_Directive:_
Rewrite the lines of the listing below from the line with "Task: where can the white cloud" through the end of the listing, requests included, shifting each point coordinate by adding 135 to both of its numbers. Leave the sample coordinates within the requests unchanged.

Rows from a pointing dataset
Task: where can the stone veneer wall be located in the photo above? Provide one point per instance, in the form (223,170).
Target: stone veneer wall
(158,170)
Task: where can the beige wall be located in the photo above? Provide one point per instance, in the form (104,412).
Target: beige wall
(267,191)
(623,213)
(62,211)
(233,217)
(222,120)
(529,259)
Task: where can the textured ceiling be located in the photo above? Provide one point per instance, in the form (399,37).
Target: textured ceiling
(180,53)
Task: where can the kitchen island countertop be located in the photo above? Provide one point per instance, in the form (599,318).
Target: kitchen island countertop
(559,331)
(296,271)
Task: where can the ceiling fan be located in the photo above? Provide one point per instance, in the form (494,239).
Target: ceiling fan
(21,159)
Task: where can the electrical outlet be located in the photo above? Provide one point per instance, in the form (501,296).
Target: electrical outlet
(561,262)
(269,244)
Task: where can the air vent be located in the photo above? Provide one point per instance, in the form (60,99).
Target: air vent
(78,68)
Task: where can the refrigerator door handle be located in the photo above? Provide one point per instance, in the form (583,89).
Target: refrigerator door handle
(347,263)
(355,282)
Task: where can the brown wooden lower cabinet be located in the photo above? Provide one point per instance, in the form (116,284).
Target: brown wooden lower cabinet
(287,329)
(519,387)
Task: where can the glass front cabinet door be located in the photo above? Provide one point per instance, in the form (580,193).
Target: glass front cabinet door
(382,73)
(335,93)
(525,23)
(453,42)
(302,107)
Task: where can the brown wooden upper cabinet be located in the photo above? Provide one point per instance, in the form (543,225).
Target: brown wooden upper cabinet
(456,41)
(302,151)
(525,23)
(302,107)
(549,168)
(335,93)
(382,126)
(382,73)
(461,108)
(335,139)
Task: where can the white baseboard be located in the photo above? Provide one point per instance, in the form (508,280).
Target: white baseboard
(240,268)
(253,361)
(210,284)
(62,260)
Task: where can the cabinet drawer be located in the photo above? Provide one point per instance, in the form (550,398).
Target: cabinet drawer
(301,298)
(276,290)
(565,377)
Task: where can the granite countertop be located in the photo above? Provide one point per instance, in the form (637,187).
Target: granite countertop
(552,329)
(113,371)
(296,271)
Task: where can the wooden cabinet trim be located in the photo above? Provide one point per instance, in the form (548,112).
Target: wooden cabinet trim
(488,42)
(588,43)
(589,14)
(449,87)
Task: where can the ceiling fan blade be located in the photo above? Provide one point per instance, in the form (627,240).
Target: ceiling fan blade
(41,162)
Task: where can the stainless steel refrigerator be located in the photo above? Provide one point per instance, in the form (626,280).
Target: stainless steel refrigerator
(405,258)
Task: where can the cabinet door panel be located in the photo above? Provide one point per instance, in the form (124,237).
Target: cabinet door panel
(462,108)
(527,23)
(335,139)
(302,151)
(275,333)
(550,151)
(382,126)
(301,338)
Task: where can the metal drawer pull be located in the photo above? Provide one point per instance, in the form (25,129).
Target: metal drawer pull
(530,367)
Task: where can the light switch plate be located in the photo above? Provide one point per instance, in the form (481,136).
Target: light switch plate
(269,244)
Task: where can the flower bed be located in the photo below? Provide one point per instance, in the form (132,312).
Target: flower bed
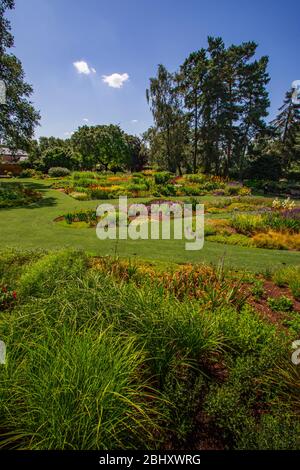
(278,228)
(91,185)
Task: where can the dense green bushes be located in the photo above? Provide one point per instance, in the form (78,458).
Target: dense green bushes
(95,363)
(15,194)
(56,172)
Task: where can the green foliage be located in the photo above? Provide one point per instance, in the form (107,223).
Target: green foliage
(234,239)
(18,117)
(162,177)
(247,224)
(50,272)
(258,288)
(94,362)
(80,391)
(280,304)
(57,172)
(15,194)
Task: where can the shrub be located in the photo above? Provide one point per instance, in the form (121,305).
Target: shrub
(57,172)
(283,276)
(162,177)
(234,239)
(191,191)
(27,173)
(247,224)
(7,296)
(280,304)
(47,274)
(294,285)
(232,190)
(277,241)
(194,178)
(79,391)
(167,190)
(79,196)
(15,194)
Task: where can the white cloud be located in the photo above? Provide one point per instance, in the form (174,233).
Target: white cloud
(115,80)
(82,67)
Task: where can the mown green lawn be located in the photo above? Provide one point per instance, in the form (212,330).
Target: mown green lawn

_Written solution:_
Task: where can the white cloud be located in the photo above? Provide one point per instance, in the form (174,233).
Target: white cloud
(250,215)
(217,202)
Task: where can the mown green lawn be located in the photo above? Provide one point per instance, in the form (212,330).
Target: mown green lawn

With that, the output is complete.